_Task_
Add 67 to every viewBox value and path coordinate in the answers while copying the rows, requests included, from the start of the rows through the line with "74 74 L 78 81". Leave the pictures out.

_Excerpts from segmentation records_

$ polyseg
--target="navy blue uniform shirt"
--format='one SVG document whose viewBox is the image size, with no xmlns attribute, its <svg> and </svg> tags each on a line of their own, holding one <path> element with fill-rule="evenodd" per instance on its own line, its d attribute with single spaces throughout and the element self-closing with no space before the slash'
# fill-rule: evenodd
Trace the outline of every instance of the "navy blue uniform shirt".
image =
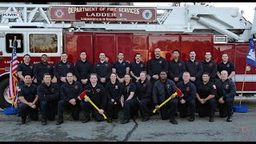
<svg viewBox="0 0 256 144">
<path fill-rule="evenodd" d="M 129 67 L 129 62 L 126 61 L 122 61 L 121 63 L 116 61 L 113 63 L 113 68 L 116 69 L 116 73 L 120 78 L 122 78 L 126 75 L 126 67 Z"/>
<path fill-rule="evenodd" d="M 36 95 L 37 86 L 33 84 L 30 86 L 24 84 L 18 90 L 18 97 L 24 97 L 28 102 L 33 102 Z"/>
<path fill-rule="evenodd" d="M 186 62 L 186 69 L 190 74 L 190 77 L 195 77 L 198 80 L 202 79 L 203 68 L 201 61 L 195 59 L 192 62 L 189 59 Z"/>
<path fill-rule="evenodd" d="M 37 92 L 40 102 L 59 99 L 59 88 L 56 83 L 50 82 L 49 86 L 46 83 L 42 83 L 38 86 Z"/>
<path fill-rule="evenodd" d="M 61 77 L 66 77 L 68 72 L 74 74 L 74 66 L 70 62 L 66 62 L 66 63 L 63 63 L 62 61 L 61 61 L 55 64 L 54 74 L 58 80 L 60 80 Z"/>
<path fill-rule="evenodd" d="M 74 74 L 78 81 L 82 79 L 90 79 L 90 74 L 93 73 L 93 66 L 89 61 L 82 62 L 81 59 L 77 61 L 74 65 Z"/>
<path fill-rule="evenodd" d="M 184 84 L 184 82 L 178 82 L 177 87 L 182 92 L 184 96 L 182 98 L 186 102 L 191 99 L 195 99 L 197 94 L 197 89 L 195 86 L 188 82 L 186 84 Z"/>
<path fill-rule="evenodd" d="M 38 83 L 42 83 L 43 74 L 46 73 L 49 73 L 51 78 L 54 78 L 54 68 L 48 62 L 44 64 L 41 62 L 34 66 L 34 76 L 37 78 Z"/>
<path fill-rule="evenodd" d="M 145 62 L 136 63 L 136 61 L 133 62 L 130 64 L 130 71 L 132 71 L 136 77 L 139 77 L 141 71 L 146 71 Z"/>
</svg>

_Solved problem_
$ polyseg
--target="navy blue uniform shirt"
--format='one SVG document whose viewBox is the image size, with no xmlns attribute, its <svg> and </svg> tags each on a line of their own, holding one <path> element with fill-rule="evenodd" per instance on its own line, its d attribute with single spaces throughout and the element self-closing with no space before the slash'
# fill-rule: evenodd
Trace the outline of every instance of the "navy blue uniform shirt".
image =
<svg viewBox="67 67 323 211">
<path fill-rule="evenodd" d="M 196 134 L 196 129 L 193 128 L 189 128 L 188 130 L 183 128 L 180 130 L 180 135 L 183 136 L 183 140 L 187 145 L 189 145 L 193 142 L 193 134 Z"/>
<path fill-rule="evenodd" d="M 103 162 L 104 153 L 100 151 L 97 153 L 91 151 L 85 157 L 85 164 L 91 164 L 95 169 L 100 169 Z"/>
<path fill-rule="evenodd" d="M 253 129 L 253 136 L 257 141 L 257 144 L 262 144 L 265 147 L 269 146 L 270 135 L 268 128 L 262 126 L 259 129 L 256 126 Z"/>
<path fill-rule="evenodd" d="M 104 159 L 107 169 L 126 166 L 126 155 L 123 150 L 117 149 L 116 153 L 113 150 L 109 150 L 105 153 Z"/>
<path fill-rule="evenodd" d="M 128 144 L 133 144 L 135 139 L 141 141 L 141 133 L 137 129 L 133 129 L 133 130 L 130 130 L 129 128 L 128 128 L 122 131 L 121 141 L 125 147 L 127 147 Z"/>
<path fill-rule="evenodd" d="M 141 141 L 145 148 L 149 146 L 157 146 L 157 141 L 160 140 L 160 133 L 156 128 L 149 129 L 148 126 L 144 128 L 141 132 Z"/>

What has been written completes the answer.